(Entries taken from a collection)
*****

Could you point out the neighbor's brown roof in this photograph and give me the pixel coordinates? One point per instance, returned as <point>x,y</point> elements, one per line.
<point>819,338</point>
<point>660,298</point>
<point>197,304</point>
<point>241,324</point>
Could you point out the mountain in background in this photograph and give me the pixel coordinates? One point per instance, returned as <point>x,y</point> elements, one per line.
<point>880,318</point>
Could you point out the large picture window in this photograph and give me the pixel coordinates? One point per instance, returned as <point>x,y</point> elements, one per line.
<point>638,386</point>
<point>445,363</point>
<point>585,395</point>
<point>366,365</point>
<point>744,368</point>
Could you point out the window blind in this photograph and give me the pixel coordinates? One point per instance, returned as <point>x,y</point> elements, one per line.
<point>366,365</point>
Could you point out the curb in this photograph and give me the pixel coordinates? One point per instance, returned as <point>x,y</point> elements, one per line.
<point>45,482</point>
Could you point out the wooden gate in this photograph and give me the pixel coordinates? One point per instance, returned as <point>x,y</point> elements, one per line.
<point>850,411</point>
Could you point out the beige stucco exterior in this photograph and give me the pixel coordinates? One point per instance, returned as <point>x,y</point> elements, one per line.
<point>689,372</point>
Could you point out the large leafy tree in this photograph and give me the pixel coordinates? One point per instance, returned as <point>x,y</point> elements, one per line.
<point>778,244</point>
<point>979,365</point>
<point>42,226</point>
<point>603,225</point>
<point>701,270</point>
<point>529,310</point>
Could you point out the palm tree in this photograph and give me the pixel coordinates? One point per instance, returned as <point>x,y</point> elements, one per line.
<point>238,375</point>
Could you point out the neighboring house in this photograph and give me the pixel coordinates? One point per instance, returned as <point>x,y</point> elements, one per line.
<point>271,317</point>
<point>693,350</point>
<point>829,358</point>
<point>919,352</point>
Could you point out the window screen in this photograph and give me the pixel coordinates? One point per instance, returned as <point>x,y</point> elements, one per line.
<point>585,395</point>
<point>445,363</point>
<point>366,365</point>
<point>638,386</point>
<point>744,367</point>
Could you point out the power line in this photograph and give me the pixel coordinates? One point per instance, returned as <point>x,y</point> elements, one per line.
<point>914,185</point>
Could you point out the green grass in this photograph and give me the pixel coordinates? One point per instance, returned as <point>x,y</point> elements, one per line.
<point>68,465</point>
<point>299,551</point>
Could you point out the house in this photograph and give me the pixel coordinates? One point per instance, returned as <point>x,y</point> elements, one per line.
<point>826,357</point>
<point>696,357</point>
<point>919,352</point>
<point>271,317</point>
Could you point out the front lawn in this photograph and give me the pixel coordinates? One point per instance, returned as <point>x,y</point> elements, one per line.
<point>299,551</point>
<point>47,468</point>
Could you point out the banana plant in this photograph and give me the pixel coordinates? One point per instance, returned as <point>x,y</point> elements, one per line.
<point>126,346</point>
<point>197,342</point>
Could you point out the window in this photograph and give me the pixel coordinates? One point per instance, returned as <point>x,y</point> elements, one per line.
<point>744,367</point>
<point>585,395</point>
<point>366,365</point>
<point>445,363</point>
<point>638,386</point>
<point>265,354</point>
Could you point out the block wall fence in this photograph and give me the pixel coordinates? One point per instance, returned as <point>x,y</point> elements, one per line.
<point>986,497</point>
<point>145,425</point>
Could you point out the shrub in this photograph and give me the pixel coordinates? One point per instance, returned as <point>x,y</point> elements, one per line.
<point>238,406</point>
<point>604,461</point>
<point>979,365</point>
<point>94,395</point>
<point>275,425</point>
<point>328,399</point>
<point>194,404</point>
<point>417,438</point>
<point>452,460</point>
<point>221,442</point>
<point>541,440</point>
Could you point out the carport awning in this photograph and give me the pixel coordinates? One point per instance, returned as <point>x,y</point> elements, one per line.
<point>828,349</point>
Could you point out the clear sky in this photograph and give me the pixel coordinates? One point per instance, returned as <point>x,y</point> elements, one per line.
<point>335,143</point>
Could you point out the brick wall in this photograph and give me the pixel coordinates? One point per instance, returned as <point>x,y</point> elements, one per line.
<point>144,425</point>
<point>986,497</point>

*****

* PROBLEM TO SOLVE
Transcribe every record above word for word.

* YOUR RESPONSE
Could you point out the neighbor's brown roof in this photograph and give me the pixel coordinates? One point per instance, returned as <point>x,y</point> elements, one per line.
<point>819,338</point>
<point>660,298</point>
<point>197,304</point>
<point>241,324</point>
Could you point out the mountain in background in this photograph and give me the pixel coordinates? One point per instance, returned as <point>x,y</point> elements, one per line.
<point>880,318</point>
Could you point out the large picture window in this photograph and give me the pixel coordinates? One point per instance, returned as <point>x,y</point> elements, one per line.
<point>638,386</point>
<point>445,363</point>
<point>585,395</point>
<point>366,365</point>
<point>744,368</point>
Could you point out the window blind in this photograph and give me the pixel coordinates? One point per instance, returned as <point>x,y</point> elements, one per line.
<point>366,365</point>
Could you point out the curb in this photograph and give me the pixel coordinates? One point per instance, returned as <point>x,y</point> elements, one per line.
<point>45,482</point>
Could you point out the wooden gate in this photograph and give me the pixel coordinates? One point per instance, returned as <point>x,y</point> elements, one per line.
<point>850,411</point>
Could you point out the beige stucco exterior in this photograph and give me the pixel coordinates? One point per instance, returned as <point>x,y</point> elements, one per line.
<point>689,372</point>
Could you point out the large leafy tree in this photograph and give me the pixel coordinates? One point per instance, returned as <point>x,y</point> elements, one per line.
<point>778,244</point>
<point>979,365</point>
<point>42,226</point>
<point>603,225</point>
<point>701,270</point>
<point>529,310</point>
Could you point out the palm tree in this photograph and give me the pixel coordinates? One point per instance, returned as <point>x,y</point> elements, one per line.
<point>238,375</point>
Could you point out the neighboring house in this photograph and give me the pixel coordinates? One point per instance, returned as <point>x,y</point> elements, one per line.
<point>271,317</point>
<point>693,350</point>
<point>829,358</point>
<point>919,352</point>
Could you point out the window screen in this photograph and give me the pixel coordinates? One point per instance, returned as <point>x,y</point> elements, one per line.
<point>585,395</point>
<point>445,363</point>
<point>366,365</point>
<point>638,386</point>
<point>744,367</point>
Could you point out the power line in this photograph and give me the pixel coordinates? One point per instance, returned as <point>x,y</point> elements, one per line.
<point>914,185</point>
Could you point out the green grass in this photograph and give me the pixel coordinates? One point per instance, returned as <point>x,y</point> elements, one per line.
<point>68,465</point>
<point>299,551</point>
Could you point out the house in this photograph and give me the pixel coordinates? One point per instance, returned as <point>x,y</point> elements, one per line.
<point>826,357</point>
<point>696,357</point>
<point>919,352</point>
<point>271,317</point>
Could you point out the front lawn in this photograph and give me the pixel coordinates? One point per instance, returned as <point>x,y</point> elements, one per line.
<point>299,551</point>
<point>47,468</point>
Could you point out the banana plant in this photograph and give me the pixel coordinates? One point per instance, returned as <point>x,y</point> elements, one per line.
<point>126,346</point>
<point>197,342</point>
Could you point out the window in this photograph and give me the pixel coordinates? One point per instance, returned as <point>x,y</point> elements, one per line.
<point>744,367</point>
<point>585,395</point>
<point>366,365</point>
<point>445,363</point>
<point>638,386</point>
<point>265,354</point>
Could you point out the block wall fence in this photograph and give me the pixel coordinates? One point per instance, returned as <point>x,y</point> elements, one per line.
<point>986,497</point>
<point>145,425</point>
Could you point out the shrub in this photograph and give me the pixel coordinates? One point per instance, returned as <point>x,y</point> elements, one per line.
<point>238,406</point>
<point>604,461</point>
<point>979,365</point>
<point>94,395</point>
<point>275,425</point>
<point>328,399</point>
<point>194,404</point>
<point>417,438</point>
<point>452,460</point>
<point>221,442</point>
<point>541,440</point>
Could you point out the carport awning in this photograph and give me the pixel coordinates? One point per instance, returned as <point>x,y</point> elements, one per line.
<point>828,349</point>
Could you point out the clear sky in this photograph and give me the pixel coordinates? One point per instance, returned as <point>x,y</point> elements, one per line.
<point>335,143</point>
Could you point out the brick wall in this photograph and give me the pixel coordinates? One point per instance, returned as <point>x,y</point> elements, one per line.
<point>144,425</point>
<point>986,497</point>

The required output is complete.